BEGIN PAGE TEXT

05 June 2007 (First published 16 January 2007)

Also available in Chinese Russian Japanese

The emergence of Asynchronous JavaScript + XML (Ajax) has created a renewed enthusiasm in Web application development and is causing many architects and developers to rethink the ways in which they create Web applications. JavaScript Object Notation (JSON) is a data interchange format used to represent data in the business logic running on browsers. Many Ajax developers prefer handling data directly using JSON in the browser-side JavaScript code. As the usage of JSON increases, it will become necessary for middleware server programs to provide enterprise application data to the browsers in JSON format rather than in XML format. This means that developers need to convert existing server-side enterprise data encoded in XML to JSON before sending it to the browser. This article shows you how to use PHP-based server programs to convert XML-formatted application data to JSON format before you send it to the browser application.

XML basics

XML is a standard for defining markups. XML-based markup is used to describe data that is represented through tags that need not be predefined. XML is highly extensible because you can invent new tags as needed. Listing 1 shows an example of a data structure represented in XML.

Listing 1. A simple example of XML data
<?xml version="1.0" encoding="UTF-8"?>
<contacts>
    <contact id="1">
        <name>John Doe</name>
        <phone>123-456-7890</phone>
        <address>
            <street>123 JFKStreet</street>
            <city>Any Town</city>
            <state>Any State</state>
            <zipCode>12345</zipCode>
        </address>
    </contact>
</contacts>

The first line is the XML declaration that specifies the XML version and character encoding used. A root element <contacts> follows, which encloses several child elements. The nested structure of the child elements combines to define the data for a contact. Notice that the <address> element includes child elements that form a subtree structure under the <contact> element. XML also allows the start tags to have attributes that provide additional information about the elements. The <contact> element has an attribute that assigns an id attribute to that element. The XML document is completed with a close tag, </contacts>, for the root element.

JSON basics

JSON is not a markup language like XML. Instead, it is a text-based data interchange format. It is the data syntax of JavaScript objects and arrays. In short, JSON allows you to represent data simply. For example, you enclose objects within curly braces ({}), and you enclose arrays within square brackets ([]). A piece of JavaScript code can readily consume JSON-encoded data without going through any special parsing or additional data transformation. Listing 2 shows a data structure represented in JSON format.

Listing 2. A simple example of JSON data
{
   "contacts" : {
      "contact" : {
         "@attributes" : {
            "id" : "1"
         }, 
         "name" : "John Doe", 
         "phone" : "123-456-7890", 
         "address" : {
            "street" : "123 JFK Street", 
            "city" : "Any Town", 
            "state" : "Any State", 
            "zipCode" : "12345"

END PAGE TEXT
BEGIN RECORD EXCERPTS

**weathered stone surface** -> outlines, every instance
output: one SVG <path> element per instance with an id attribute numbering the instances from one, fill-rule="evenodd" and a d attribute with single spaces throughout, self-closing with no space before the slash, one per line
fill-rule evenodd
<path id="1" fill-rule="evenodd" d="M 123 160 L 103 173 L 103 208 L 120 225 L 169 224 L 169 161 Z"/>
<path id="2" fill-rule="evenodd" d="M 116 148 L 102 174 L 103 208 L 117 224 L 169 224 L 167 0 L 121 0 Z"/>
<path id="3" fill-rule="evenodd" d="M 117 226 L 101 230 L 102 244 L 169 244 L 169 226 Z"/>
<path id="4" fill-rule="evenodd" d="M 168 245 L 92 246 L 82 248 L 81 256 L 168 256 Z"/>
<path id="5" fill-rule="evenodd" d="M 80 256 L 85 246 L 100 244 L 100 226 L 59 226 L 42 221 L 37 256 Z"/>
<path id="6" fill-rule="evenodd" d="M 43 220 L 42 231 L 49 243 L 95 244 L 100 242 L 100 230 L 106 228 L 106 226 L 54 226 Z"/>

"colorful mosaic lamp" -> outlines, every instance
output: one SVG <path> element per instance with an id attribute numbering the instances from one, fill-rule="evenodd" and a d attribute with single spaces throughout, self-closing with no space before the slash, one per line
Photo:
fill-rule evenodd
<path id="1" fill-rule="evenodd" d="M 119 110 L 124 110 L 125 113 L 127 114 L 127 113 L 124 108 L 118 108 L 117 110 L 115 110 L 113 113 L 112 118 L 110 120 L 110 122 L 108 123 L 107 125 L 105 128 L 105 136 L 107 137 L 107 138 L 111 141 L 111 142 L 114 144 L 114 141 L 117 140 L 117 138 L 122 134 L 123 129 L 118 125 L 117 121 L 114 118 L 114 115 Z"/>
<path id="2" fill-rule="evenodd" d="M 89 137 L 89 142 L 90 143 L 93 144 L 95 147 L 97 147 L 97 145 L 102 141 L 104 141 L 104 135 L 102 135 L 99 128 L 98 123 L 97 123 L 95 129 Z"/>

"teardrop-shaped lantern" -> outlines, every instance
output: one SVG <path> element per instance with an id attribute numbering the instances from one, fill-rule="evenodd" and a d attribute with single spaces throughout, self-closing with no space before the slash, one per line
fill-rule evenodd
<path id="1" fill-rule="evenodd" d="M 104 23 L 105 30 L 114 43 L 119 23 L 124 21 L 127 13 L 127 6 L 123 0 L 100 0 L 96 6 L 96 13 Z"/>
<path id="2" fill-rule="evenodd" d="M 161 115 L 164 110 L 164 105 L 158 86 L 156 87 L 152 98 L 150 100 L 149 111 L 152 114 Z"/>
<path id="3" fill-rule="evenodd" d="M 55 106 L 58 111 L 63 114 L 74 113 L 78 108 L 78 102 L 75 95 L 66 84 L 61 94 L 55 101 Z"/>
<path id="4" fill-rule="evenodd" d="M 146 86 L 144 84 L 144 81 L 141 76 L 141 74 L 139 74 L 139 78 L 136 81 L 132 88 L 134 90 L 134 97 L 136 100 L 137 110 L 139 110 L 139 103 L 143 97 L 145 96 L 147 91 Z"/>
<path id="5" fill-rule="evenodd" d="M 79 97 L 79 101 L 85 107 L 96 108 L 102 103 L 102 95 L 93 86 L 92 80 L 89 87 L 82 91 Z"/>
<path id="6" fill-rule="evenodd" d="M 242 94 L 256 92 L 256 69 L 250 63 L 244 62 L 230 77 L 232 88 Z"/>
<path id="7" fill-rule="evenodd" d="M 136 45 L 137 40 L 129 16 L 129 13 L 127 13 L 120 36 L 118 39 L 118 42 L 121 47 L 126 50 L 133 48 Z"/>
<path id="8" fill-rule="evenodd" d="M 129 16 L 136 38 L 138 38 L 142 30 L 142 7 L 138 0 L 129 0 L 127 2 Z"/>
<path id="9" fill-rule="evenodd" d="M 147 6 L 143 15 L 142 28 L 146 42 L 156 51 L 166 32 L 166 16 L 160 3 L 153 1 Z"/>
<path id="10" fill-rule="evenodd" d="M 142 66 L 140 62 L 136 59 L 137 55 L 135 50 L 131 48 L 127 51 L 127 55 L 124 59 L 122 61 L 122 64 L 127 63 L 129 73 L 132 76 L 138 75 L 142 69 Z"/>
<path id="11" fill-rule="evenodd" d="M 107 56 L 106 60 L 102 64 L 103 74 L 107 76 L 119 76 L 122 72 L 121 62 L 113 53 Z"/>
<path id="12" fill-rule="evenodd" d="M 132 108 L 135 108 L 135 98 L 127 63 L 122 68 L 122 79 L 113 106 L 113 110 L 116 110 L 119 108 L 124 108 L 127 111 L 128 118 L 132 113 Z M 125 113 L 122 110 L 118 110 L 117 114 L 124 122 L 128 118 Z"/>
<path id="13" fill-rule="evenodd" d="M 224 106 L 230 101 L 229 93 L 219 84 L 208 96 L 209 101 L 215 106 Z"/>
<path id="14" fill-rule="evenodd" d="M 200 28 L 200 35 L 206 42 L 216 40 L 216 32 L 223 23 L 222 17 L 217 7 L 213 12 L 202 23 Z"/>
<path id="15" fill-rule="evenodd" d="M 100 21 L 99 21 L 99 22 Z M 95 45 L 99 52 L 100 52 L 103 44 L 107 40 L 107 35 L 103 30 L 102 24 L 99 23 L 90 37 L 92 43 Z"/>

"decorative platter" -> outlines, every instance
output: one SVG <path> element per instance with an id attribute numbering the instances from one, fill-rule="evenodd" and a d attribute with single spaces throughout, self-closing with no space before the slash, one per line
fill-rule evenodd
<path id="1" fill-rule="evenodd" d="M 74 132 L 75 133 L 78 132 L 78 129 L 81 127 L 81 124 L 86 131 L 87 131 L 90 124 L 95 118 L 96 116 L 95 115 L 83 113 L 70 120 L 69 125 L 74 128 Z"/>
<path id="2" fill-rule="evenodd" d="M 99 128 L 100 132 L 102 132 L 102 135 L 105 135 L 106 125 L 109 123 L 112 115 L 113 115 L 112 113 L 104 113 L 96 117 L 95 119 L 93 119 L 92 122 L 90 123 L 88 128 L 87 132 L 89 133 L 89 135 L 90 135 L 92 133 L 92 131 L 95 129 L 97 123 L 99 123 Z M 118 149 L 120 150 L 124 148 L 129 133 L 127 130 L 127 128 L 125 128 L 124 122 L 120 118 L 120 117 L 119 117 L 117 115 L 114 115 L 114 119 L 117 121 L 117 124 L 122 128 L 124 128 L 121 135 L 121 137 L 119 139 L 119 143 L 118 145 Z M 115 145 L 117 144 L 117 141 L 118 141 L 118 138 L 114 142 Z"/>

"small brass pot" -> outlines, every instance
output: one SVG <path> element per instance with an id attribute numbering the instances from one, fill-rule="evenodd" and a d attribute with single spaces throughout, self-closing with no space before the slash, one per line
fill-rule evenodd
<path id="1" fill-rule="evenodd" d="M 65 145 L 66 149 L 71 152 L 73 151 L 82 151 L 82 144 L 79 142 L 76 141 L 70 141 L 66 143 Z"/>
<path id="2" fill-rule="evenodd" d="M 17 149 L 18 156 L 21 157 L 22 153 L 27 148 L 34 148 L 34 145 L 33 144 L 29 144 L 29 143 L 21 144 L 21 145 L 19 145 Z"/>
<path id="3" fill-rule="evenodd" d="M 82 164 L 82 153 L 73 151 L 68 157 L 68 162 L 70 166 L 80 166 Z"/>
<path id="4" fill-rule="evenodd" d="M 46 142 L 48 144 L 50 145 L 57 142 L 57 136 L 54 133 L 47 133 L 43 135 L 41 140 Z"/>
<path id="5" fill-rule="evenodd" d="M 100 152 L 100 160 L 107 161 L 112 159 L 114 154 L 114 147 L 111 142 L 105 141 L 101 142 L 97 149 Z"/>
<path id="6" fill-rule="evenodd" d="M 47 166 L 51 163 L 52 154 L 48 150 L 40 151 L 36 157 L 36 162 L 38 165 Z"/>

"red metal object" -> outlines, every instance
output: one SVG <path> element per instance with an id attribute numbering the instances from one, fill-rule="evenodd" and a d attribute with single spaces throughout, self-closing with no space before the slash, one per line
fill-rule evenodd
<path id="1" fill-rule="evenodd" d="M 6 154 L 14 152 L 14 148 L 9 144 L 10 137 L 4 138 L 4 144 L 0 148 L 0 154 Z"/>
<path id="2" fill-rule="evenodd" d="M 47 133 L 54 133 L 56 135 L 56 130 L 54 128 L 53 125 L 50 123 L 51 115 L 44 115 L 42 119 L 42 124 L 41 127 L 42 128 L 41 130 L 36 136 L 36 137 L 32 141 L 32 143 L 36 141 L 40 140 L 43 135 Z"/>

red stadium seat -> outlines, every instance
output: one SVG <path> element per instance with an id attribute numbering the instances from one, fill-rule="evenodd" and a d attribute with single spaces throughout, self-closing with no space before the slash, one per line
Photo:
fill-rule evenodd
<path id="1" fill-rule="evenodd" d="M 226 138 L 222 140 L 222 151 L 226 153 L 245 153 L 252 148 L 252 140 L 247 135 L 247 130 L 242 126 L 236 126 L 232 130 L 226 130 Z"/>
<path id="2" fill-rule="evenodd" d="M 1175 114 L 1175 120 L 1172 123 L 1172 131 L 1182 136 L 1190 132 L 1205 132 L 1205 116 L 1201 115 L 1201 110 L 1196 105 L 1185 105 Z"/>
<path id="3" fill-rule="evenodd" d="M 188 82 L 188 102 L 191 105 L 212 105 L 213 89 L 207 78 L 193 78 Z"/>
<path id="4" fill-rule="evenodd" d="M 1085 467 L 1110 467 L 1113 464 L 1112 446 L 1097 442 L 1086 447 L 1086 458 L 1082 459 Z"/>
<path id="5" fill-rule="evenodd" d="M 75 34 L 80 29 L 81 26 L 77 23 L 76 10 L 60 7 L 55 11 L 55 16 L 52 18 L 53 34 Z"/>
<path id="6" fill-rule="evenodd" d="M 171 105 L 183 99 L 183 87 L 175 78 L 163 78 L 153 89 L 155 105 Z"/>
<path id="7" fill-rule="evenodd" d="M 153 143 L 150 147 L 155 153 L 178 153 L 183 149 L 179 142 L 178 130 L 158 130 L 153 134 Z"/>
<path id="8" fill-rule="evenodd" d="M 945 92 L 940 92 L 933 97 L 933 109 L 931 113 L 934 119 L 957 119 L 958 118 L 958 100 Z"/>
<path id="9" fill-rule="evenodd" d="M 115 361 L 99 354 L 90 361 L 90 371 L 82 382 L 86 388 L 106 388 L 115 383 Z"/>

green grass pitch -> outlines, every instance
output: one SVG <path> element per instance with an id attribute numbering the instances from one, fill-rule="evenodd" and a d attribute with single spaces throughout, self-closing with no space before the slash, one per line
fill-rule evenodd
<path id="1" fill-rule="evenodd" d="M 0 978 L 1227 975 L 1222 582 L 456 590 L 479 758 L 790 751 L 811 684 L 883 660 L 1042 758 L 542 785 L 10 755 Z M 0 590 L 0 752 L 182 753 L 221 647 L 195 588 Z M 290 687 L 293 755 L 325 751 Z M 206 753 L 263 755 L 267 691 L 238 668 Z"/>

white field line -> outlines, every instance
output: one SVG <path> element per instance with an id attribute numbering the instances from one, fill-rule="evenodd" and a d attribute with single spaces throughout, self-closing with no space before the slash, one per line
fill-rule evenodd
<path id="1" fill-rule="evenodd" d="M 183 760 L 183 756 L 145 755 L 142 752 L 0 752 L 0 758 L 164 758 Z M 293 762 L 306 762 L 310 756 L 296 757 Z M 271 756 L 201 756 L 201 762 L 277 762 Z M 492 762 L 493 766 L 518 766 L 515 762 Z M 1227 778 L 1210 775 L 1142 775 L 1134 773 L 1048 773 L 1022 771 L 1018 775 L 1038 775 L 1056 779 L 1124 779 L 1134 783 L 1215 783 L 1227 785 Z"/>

END RECORD EXCERPTS

● **TASK SET**
(1) In the article on converting XML to JSON, what does JSON use to enclose arrays?
(2) Revise a passage of the article on converting XML to JSON, starting at the words "The first line" and ending after "the root element.", with "top-level element" in place of "root element".
Rely only on the article when you respond.

● **TASK RESULTS**
(1) Square brackets ([]).

(2)
The first line is the XML declaration that specifies the XML version and character encoding used. A top-level element <contacts> follows, which encloses several child elements. The nested structure of the child elements combines to define the data for a contact. Notice that the <address> element includes child elements that form a subtree structure under the <contact> element. XML also allows the start tags to have attributes that provide additional information about the elements. The <contact> element has an attribute that assigns an id attribute to that element. The XML document is completed with a close tag, </contacts>, for the top-level element.